▶

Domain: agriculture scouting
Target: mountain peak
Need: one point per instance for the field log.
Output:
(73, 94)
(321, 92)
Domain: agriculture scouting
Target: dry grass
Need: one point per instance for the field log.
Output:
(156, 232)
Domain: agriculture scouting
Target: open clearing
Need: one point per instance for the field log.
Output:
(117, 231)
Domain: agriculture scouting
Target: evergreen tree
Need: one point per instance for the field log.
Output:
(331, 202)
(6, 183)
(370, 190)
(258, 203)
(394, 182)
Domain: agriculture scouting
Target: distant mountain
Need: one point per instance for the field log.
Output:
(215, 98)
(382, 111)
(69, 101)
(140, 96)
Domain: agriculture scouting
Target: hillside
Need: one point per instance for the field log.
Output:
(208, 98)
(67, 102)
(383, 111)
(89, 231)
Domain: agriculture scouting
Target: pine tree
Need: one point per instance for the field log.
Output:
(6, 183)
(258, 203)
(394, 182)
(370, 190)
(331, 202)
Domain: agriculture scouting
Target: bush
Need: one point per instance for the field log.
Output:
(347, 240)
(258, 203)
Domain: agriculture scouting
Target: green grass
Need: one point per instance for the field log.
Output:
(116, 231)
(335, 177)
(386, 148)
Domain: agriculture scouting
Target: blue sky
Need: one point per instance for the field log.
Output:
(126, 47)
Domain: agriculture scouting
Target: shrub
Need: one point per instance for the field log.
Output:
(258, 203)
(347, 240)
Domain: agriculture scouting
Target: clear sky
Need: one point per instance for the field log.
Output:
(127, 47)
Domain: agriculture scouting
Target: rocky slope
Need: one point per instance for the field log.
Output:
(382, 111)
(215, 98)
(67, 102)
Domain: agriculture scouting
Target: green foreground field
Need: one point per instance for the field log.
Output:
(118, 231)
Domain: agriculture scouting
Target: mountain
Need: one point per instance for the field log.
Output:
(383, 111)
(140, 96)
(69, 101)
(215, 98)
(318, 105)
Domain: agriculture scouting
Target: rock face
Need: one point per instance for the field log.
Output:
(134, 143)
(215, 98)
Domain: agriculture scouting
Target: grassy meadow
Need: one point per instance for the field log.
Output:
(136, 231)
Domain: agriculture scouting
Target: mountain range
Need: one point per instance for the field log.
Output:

◀

STATED GOAL:
Restate the listing above word for word.

SOLUTION FOR THIS EXERCISE:
Domain: agriculture scouting
Target: mountain peak
Need: one point per instance for the field log.
Output:
(73, 94)
(321, 92)
Domain: agriculture scouting
Target: dry grass
Need: one point per instance for the field log.
Output:
(156, 232)
Domain: agriculture scouting
Target: open clearing
Need: one point per instance for the field log.
Output:
(117, 231)
Domain: agriculture scouting
Target: evergreen tree
Need: one point per instance for the field log.
Output:
(331, 202)
(6, 183)
(370, 190)
(258, 203)
(394, 182)
Domain: agriculture scouting
Target: distant mountain
Need: one point per instance for the field log.
Output:
(215, 98)
(382, 111)
(69, 101)
(140, 96)
Domain: agriculture scouting
Target: hillside
Need: one point per instance for the field log.
Output:
(208, 98)
(67, 102)
(383, 111)
(89, 231)
Domain: agriculture scouting
Target: pine tree
Need: one point per instance for the field log.
Output:
(6, 183)
(258, 203)
(394, 182)
(370, 190)
(331, 202)
Domain: agriculture scouting
Target: bush
Need: one point per instance for the field log.
Output:
(347, 240)
(258, 203)
Domain: agriculture scouting
Target: green grass
Need: one point per instance for the field log.
Output:
(116, 231)
(335, 177)
(386, 148)
Domain: agriculture scouting
Target: blue sky
Need: one point per instance for the field log.
Output:
(126, 47)
Domain: agriculture scouting
Target: shrub
Need: one point per instance for the field log.
Output:
(258, 203)
(347, 240)
Domain: agriculture scouting
Target: clear sky
Need: one point per instance for the field log.
Output:
(127, 47)
Domain: agriculture scouting
Target: rocky slope
Need: one point per instance for the field log.
Output:
(382, 111)
(215, 98)
(67, 102)
Domain: agriculture scouting
Target: green foreground field
Need: one point per instance for the field log.
Output:
(118, 231)
Domain: agriculture scouting
Target: mountain
Need: one point per instance for the field log.
Output:
(383, 111)
(140, 96)
(69, 101)
(215, 98)
(318, 105)
Domain: agriculture scouting
Target: rock face
Need: one point per instance for the field log.
Output:
(134, 143)
(215, 98)
Domain: agriculture scouting
Target: grassy meadow
Need: one point per instance for the field log.
Output:
(136, 231)
Domain: agriculture scouting
Target: mountain range
Need: one point per instance for the field log.
Output:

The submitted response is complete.